'''
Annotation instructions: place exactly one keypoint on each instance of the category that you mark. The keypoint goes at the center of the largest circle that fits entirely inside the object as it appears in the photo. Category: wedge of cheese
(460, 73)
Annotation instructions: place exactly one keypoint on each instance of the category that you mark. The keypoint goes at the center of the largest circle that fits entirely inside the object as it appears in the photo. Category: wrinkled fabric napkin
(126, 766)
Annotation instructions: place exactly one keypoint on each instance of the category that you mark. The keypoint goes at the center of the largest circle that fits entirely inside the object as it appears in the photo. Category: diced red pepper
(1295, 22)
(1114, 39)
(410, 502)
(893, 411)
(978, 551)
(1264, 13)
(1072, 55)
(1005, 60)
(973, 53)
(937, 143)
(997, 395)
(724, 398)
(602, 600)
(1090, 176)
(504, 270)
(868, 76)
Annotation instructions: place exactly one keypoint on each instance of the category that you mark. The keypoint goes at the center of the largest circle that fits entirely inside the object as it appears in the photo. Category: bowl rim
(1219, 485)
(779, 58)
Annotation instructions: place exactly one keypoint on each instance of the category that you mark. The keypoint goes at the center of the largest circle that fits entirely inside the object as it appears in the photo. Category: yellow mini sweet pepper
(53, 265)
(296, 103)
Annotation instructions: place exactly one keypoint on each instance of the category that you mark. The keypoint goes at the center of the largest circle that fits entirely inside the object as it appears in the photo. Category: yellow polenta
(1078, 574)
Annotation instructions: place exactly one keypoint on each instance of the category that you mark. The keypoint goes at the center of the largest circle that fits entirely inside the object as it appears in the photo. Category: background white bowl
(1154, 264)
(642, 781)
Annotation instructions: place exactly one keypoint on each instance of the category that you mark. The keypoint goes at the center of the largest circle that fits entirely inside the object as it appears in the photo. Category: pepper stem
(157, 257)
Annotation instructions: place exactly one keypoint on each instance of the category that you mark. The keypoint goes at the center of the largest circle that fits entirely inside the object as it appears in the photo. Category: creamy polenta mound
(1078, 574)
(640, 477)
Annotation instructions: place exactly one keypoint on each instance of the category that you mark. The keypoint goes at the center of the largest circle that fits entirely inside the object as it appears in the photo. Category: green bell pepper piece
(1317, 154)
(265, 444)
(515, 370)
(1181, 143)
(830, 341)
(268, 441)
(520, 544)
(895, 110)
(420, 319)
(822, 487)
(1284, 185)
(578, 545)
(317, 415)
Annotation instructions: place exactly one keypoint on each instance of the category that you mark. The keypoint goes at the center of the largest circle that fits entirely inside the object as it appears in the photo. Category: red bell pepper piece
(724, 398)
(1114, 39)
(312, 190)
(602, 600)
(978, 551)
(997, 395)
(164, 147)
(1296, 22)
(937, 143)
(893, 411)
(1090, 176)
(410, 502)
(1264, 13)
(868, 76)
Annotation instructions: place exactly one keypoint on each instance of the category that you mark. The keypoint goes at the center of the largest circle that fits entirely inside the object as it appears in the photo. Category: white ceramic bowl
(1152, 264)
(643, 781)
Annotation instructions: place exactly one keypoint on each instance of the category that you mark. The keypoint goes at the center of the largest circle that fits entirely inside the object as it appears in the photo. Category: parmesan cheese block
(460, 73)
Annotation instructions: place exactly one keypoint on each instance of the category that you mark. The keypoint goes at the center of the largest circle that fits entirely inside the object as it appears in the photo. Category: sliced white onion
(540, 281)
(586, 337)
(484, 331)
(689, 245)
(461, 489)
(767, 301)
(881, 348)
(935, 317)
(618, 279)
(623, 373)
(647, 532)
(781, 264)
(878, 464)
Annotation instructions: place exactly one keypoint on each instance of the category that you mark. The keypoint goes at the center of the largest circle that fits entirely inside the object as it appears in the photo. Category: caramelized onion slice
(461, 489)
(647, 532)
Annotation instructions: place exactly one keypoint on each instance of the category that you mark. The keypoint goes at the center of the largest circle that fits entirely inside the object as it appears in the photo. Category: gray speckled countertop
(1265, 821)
'''
• **SET PROBLEM**
Reproduce the listing above without alteration, beginning with the line that contains "caramelized onion slice" and continuing through the final line of the listing, both included.

• **SOLUTION FOR THIS PROBLEM**
Annotation instructions: place exactly one keypoint on each instance of the category that you mark. The keypoint goes at the center of the largest circle that fits entirely inside the object as it appears in the photo. Category: caramelized onion slice
(461, 489)
(647, 532)
Annotation instructions: place exactly one keypoint on each instance of the category that you mark. The keypoint goes at the center of the largest circle that fits entirely inside the object as it appears in the photo. Category: gray speckled countertop
(1265, 821)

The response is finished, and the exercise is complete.